Not sure where to begin: My wife and I got into another ridiculous argument (over supper/listening) ....again. I've began asking/confirming questions 2-3 times to confirm her answer on certain things. But typically 30mins-2 hours later she asks why I didn't do something, ...and tells me that she was clear on something (but never said anything about it) and blames me for not listening. I tell her that I asked her multiple times to confirm the answer I needed, but she tells me she only heard me once and falsely quotes me on what I said.

After I start to get snippy with her, because I'm just exhausted of her being negative/not listening to me; ..she has to tell me that she hates me almost all the time and that she feels stuck in the marriage and is just dealing with it. Out of frustration I sarcastically said "if I was as rotten to you as you were to me, we'd have a glorious marriage!". She just said that she'd take the kids and leave me if I was as rotten as her. I'm thinking, ...'ok?'. Sarcastically, she admits to being rotten to me, but yet blames me for everything wrong in our marriage. I know that doesn't make sense but that is what I'm dealing with.

Just a brief background between us: We both grew up in a 'Christian' home and learned how to watch our language. We are what most people would call a 'goody two shoes'. However, in our marriage my wife always cusses at me when the kids aren't around and I don't cuss at all, though I've been tempted many times. If you were to see us out-and-about, you'd think we had a perfect little marriage/family. But inside our home it is quite the opposite. 

There are more details, but I'd be writing a book all day if I went into everything.


----------



## Prodigal (Feb 5, 2011)

Okay, we don't need a novel that will rival War And Peace, but a few more details will suffice.

Your anger is coming right through my computer screen. Your first paragraph is circuitous. Do you know what I mean? It sounds like a dog chasing his tail.

And you are, in a way, chasing your tail. As is your wife. Going 'round and 'round is getting you nowhere.

The arguments you are having are about a whole lot more than what you are arguing about. You do realize that, don't you?

Records shown:
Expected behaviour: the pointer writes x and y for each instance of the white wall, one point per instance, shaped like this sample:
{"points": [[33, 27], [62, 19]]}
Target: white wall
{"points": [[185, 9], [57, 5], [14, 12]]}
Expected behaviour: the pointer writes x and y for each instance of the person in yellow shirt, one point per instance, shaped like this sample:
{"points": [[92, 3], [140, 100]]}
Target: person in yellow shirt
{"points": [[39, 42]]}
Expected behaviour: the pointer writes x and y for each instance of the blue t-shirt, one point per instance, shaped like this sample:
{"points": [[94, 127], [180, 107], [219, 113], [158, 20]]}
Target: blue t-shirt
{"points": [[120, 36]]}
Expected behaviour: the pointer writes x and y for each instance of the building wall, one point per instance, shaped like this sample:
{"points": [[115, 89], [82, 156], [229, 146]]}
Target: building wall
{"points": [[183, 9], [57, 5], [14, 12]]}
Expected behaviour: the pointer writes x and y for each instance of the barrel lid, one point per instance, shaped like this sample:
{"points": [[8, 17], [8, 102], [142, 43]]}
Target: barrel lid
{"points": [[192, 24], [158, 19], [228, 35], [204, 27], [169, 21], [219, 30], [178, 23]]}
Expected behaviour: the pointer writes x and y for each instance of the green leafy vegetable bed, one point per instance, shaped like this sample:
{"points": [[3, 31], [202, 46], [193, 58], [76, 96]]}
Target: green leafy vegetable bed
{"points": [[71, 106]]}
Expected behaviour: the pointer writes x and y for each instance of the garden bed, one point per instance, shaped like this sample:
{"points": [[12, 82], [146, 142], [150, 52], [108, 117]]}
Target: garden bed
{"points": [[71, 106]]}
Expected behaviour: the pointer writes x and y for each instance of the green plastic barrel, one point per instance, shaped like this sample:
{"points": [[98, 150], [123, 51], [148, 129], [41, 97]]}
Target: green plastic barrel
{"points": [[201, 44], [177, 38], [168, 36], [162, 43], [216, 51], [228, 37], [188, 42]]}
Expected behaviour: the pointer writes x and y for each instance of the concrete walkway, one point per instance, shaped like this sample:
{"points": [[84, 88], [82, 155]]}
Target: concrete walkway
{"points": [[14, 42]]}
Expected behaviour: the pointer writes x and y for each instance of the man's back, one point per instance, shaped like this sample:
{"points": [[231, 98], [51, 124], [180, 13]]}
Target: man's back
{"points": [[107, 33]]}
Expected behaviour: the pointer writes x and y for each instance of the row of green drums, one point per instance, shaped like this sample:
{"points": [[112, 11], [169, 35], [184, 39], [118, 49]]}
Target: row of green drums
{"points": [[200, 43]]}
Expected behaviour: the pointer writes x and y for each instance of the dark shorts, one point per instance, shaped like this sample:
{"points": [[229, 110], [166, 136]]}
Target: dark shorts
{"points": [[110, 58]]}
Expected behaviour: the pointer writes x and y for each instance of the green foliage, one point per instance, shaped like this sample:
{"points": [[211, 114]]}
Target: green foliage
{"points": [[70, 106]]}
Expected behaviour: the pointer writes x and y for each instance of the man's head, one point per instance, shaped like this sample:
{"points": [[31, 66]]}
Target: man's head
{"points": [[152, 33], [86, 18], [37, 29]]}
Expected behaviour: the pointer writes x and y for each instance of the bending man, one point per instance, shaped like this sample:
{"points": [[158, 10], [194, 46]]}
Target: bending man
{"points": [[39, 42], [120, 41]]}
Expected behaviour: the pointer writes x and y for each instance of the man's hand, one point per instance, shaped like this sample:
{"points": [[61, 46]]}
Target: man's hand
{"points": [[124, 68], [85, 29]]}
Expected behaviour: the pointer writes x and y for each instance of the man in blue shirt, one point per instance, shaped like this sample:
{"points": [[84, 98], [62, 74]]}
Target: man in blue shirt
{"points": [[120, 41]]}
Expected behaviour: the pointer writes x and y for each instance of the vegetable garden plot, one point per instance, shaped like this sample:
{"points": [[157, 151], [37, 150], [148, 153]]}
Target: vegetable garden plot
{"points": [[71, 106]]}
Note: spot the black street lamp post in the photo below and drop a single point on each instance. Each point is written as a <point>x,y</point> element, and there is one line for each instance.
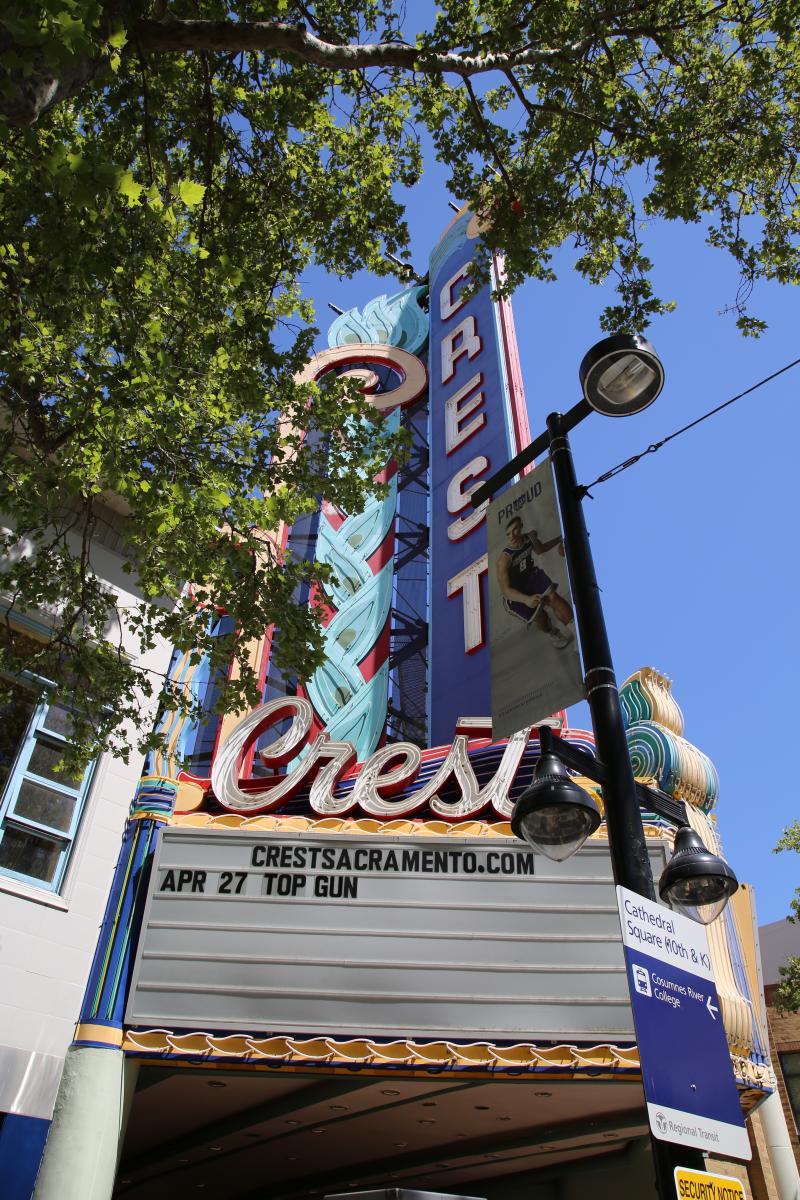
<point>620,376</point>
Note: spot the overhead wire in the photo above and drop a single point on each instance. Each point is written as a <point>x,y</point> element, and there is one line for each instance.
<point>657,445</point>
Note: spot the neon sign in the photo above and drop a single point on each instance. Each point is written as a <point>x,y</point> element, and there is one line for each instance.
<point>374,786</point>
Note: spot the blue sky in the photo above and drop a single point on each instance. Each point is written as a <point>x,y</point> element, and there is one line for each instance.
<point>696,547</point>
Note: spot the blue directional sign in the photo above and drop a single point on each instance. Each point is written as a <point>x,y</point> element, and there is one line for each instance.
<point>686,1069</point>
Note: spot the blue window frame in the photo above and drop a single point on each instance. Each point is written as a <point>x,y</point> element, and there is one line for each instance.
<point>40,808</point>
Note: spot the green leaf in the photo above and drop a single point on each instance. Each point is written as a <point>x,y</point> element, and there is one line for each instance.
<point>127,186</point>
<point>191,193</point>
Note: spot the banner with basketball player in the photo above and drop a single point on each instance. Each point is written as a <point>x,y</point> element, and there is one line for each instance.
<point>533,636</point>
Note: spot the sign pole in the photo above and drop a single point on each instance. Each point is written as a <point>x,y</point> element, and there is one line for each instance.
<point>627,845</point>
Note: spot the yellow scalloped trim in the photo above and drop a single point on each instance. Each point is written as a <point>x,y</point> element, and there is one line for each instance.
<point>340,1051</point>
<point>368,826</point>
<point>605,1061</point>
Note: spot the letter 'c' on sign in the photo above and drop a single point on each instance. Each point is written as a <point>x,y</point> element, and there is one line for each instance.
<point>224,773</point>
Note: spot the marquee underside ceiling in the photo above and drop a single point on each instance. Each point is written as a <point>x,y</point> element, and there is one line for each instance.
<point>296,1137</point>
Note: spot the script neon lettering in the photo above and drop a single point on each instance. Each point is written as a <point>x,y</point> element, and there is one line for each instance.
<point>389,771</point>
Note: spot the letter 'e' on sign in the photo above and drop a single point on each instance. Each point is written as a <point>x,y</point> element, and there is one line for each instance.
<point>701,1186</point>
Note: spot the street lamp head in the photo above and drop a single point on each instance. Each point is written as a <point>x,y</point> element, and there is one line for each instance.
<point>554,816</point>
<point>695,881</point>
<point>621,375</point>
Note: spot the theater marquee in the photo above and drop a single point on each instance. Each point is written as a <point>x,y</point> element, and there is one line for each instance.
<point>338,934</point>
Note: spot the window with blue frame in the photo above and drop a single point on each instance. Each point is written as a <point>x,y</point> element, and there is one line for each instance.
<point>40,807</point>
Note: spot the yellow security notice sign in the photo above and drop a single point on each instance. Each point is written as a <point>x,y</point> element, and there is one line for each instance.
<point>702,1186</point>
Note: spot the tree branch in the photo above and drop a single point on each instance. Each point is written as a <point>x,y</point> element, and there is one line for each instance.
<point>296,40</point>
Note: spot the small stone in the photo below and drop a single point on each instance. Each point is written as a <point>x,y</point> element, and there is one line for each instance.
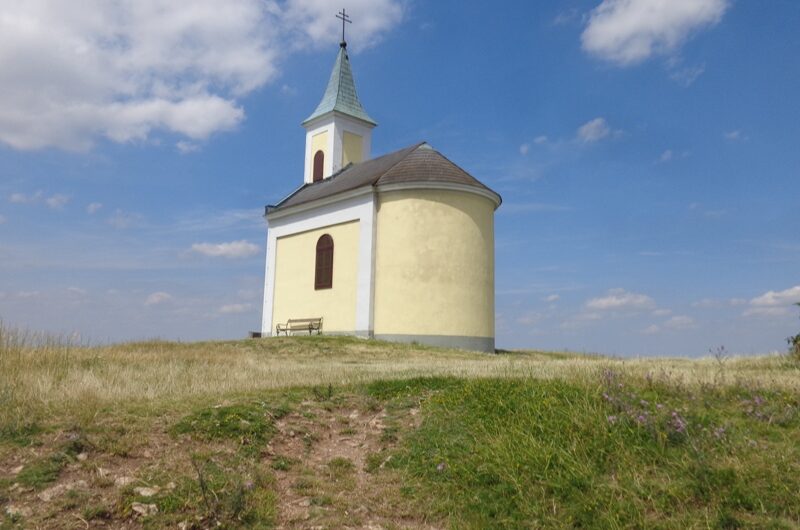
<point>144,509</point>
<point>146,492</point>
<point>121,482</point>
<point>18,511</point>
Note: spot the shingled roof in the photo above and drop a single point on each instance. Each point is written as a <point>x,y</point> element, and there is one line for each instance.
<point>416,163</point>
<point>340,94</point>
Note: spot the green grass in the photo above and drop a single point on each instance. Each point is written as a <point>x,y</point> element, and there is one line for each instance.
<point>247,424</point>
<point>531,453</point>
<point>231,432</point>
<point>45,470</point>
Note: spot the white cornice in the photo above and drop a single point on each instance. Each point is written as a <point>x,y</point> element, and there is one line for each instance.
<point>438,185</point>
<point>292,210</point>
<point>367,189</point>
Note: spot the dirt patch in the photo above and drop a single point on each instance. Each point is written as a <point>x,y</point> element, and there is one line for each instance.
<point>324,459</point>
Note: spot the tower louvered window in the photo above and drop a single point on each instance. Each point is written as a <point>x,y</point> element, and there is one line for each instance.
<point>323,276</point>
<point>319,164</point>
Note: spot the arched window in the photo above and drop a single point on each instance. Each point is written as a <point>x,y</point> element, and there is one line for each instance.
<point>319,163</point>
<point>323,275</point>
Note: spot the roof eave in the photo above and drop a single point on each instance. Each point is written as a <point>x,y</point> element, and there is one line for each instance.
<point>369,122</point>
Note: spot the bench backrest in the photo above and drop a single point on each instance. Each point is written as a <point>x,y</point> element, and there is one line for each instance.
<point>304,321</point>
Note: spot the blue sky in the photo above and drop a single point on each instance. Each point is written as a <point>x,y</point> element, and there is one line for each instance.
<point>646,152</point>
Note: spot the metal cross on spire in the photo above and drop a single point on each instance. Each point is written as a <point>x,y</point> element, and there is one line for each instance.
<point>344,17</point>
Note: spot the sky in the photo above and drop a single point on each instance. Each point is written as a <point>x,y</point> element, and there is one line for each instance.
<point>646,151</point>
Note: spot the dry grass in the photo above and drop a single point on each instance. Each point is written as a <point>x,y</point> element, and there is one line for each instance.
<point>42,376</point>
<point>299,432</point>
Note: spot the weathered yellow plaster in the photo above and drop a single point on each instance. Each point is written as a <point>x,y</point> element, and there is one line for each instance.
<point>352,148</point>
<point>295,296</point>
<point>434,264</point>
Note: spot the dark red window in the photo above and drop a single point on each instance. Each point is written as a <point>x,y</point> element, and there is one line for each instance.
<point>319,163</point>
<point>323,276</point>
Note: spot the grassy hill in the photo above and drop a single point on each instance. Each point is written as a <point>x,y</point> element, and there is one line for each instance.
<point>329,432</point>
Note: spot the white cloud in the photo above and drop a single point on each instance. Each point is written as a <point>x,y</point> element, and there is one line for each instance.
<point>688,75</point>
<point>679,322</point>
<point>626,32</point>
<point>231,309</point>
<point>651,329</point>
<point>594,130</point>
<point>314,21</point>
<point>157,298</point>
<point>774,303</point>
<point>121,220</point>
<point>620,299</point>
<point>22,198</point>
<point>57,201</point>
<point>529,319</point>
<point>233,249</point>
<point>124,70</point>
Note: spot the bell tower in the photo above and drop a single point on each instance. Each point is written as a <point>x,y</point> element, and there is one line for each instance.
<point>339,131</point>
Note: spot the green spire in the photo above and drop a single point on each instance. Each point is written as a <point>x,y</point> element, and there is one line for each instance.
<point>340,96</point>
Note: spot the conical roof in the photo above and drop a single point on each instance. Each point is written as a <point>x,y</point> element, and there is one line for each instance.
<point>419,163</point>
<point>340,95</point>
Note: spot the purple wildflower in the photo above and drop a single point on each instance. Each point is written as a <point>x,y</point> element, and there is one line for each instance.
<point>678,423</point>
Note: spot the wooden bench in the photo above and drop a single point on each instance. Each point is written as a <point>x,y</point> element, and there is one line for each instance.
<point>300,324</point>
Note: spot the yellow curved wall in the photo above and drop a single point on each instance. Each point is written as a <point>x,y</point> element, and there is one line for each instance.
<point>434,264</point>
<point>295,296</point>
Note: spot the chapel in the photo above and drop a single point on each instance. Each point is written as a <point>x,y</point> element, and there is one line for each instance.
<point>399,247</point>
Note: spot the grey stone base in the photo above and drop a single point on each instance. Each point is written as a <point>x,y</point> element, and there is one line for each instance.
<point>484,344</point>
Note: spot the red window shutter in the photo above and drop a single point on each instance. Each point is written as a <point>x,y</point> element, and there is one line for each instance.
<point>319,163</point>
<point>323,272</point>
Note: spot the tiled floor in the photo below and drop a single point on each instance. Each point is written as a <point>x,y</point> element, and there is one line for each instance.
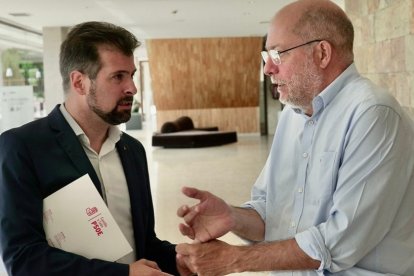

Short exercise:
Continue the forum thread about a husband's arguments with his wife from where it stops. The records are unrelated to the forum thread about a husband's arguments with his wife.

Exercise answer:
Cussing aside ... people cuss. Even Christians cuss. I don't recall anything in the Bible saying, "thou shall not cuss." We are not to use God's name in vain; other than that, if a spouse calls their partner a douche bag, I don't think fire and brimstone will be rained down upon them.

So, let's cut to the chase ... WHAT is the problem in your marriage? Bottom line. REALLY. 

Passive-aggression? Depression? Sex? 

Your wife says she "hates" you. She feels stuck. When a partner starts tossing around heavy-handed words like "hate" you have a WHOLE LOT more going on than just getting a question/answer dialogue right!


----------



## IsGirl3 (Nov 13, 2012)

i agree with prodigal that you haven't given much info, but it does seem that there is a lot more wrong than your wife thinking that you are not listening when you clarify 3x.

the crux of your problem is that she hates you most of the time and that she is rotten to you and acknowledges that, even sarcastically.

your kids know that she hates you. your kids know that you have a dysfunctional unhappy rotten marriage.

why are you two still together? what is it that keeps you hanging on? why is she hanging on? gee - if that's the way she feels about you why is she still around? there must be no sex at all in this marriage.

If you two want to work it out, you need MC.


----------



## yellowledbet (Sep 5, 2012)

If it is as bad as you say, you could secretly wear a recorder. Analyze it after one of her arguments. If it is still as bad as you think, gather yourself and show it to her. Let her hear it for herself.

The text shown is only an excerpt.